REQUIREMENTS:
Retype the records below exactly as they appear.

(Dataset excerpt)
+ + + + +
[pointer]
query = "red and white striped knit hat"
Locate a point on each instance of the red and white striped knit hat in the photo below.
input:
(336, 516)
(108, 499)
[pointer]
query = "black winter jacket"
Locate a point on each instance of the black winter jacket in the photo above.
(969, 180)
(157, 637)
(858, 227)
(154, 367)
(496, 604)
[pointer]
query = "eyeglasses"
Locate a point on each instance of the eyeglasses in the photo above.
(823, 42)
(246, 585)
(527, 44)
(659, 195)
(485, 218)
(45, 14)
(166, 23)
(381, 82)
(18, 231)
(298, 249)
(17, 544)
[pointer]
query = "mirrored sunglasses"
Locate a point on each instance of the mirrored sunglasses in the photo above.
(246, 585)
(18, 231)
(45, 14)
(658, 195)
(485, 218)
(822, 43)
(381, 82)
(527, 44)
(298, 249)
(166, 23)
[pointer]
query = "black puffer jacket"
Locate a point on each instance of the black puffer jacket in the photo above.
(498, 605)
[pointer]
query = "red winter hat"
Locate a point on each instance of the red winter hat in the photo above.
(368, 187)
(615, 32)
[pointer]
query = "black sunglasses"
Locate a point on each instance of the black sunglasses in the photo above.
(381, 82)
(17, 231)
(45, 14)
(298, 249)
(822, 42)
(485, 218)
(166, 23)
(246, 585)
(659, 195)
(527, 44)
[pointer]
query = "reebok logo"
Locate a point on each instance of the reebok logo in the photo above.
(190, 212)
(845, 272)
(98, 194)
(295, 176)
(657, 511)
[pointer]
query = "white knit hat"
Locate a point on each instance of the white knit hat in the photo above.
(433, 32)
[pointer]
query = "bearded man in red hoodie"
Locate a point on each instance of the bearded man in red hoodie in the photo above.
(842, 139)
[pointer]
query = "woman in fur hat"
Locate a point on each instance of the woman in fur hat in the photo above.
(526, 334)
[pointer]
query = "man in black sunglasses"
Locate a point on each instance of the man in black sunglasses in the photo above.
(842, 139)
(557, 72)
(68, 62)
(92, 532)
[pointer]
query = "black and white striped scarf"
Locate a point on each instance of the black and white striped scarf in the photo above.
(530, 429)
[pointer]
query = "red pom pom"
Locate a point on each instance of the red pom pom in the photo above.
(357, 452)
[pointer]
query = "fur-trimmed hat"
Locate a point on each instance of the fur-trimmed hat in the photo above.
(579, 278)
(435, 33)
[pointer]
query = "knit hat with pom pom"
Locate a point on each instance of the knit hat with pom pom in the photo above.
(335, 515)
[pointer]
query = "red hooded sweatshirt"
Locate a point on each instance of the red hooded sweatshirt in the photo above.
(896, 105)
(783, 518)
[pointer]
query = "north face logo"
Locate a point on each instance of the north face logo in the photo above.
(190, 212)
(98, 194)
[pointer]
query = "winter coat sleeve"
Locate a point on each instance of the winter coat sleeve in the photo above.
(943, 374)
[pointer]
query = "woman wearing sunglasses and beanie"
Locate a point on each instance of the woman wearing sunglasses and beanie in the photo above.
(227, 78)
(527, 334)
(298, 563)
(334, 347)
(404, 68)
+ + + + +
RESPONSE TO THE TASK:
[pointer]
query = "red and white striped knit hat"
Locate a point on each instance of the red and white striped knit hat in the photo below.
input:
(336, 516)
(108, 499)
[pointer]
query = "black winter jacket"
Locate a point on each instance of the black winter jacket in the photo above.
(969, 180)
(157, 637)
(858, 227)
(154, 367)
(496, 604)
[pointer]
query = "eyeglasses"
Locate a point on each instance of the eyeglasses in the photo above.
(823, 42)
(246, 585)
(527, 44)
(659, 195)
(485, 218)
(45, 14)
(166, 23)
(381, 82)
(18, 231)
(298, 249)
(17, 544)
[pointer]
query = "mirrored sunglasses"
Locate a point on each instance of the mirrored sunglasses in the photo above.
(246, 585)
(18, 231)
(45, 14)
(658, 195)
(485, 218)
(822, 43)
(381, 82)
(527, 44)
(298, 249)
(166, 23)
[pointer]
query = "black puffer jacket"
Locate a point on each instance of the black puffer jacket in the photo above.
(498, 605)
[pointer]
query = "red winter hat"
Locate a point on each instance of the red winter hat in the photo above.
(368, 187)
(615, 32)
[pointer]
query = "black sunglasses"
Locate a point on each instance of the black sunglasses in the photo above.
(381, 82)
(17, 231)
(45, 14)
(298, 249)
(822, 42)
(485, 218)
(166, 23)
(246, 585)
(659, 195)
(527, 44)
[pointer]
query = "reebok logo"
Locate a point on each instance of the reebok logo in the photo above.
(190, 212)
(845, 272)
(98, 194)
(295, 176)
(657, 511)
[pointer]
query = "white knit hat"
Locate a point on each instance of the white knit hat in the photo above.
(433, 32)
[pointer]
query = "bearded man in red hoodie"
Locate a point on each instance of the bearded man in red hoodie in the photo above.
(842, 139)
[pointer]
query = "woman in fur hat"
Locate a point on each instance of the woman in fur hat in the photo above.
(526, 334)
[pointer]
query = "man in black sunglasses"
Locate a point on each instance of the man in black sunglasses in the photo above.
(842, 139)
(557, 72)
(68, 62)
(92, 532)
[pointer]
query = "black and white striped scarf"
Locate a point on each instance of the black and white striped scarf in the photo above.
(530, 429)
[pointer]
query = "red pom pom"
Locate a point on each instance of the red pom pom in the photo above.
(357, 452)
[pointer]
query = "fur-trimmed hat"
Locate a point on each instance of the fur-trimmed hat in the photo above.
(579, 278)
(435, 33)
[pointer]
query = "knit hat with pom pom"
Locate a point on each instance of the knit hat with pom pom in the photo above.
(335, 515)
[pointer]
query = "red hooded sweatshirt"
Locate a point on each instance of the red hooded sweatshirt in the photo above.
(896, 105)
(783, 518)
[pointer]
query = "north face logo"
Locate a point on each instance of the north face logo in the photo above.
(190, 212)
(98, 194)
[pointer]
query = "winter coat sleeve"
Locate a point on each instance of the winter coat sleeve in the photo above.
(943, 374)
[pointer]
query = "woman wearing sunglasses and beanie"
Locate a point on each instance of the woman wearing sunglasses and beanie in the photo above.
(227, 78)
(527, 334)
(298, 563)
(334, 347)
(404, 68)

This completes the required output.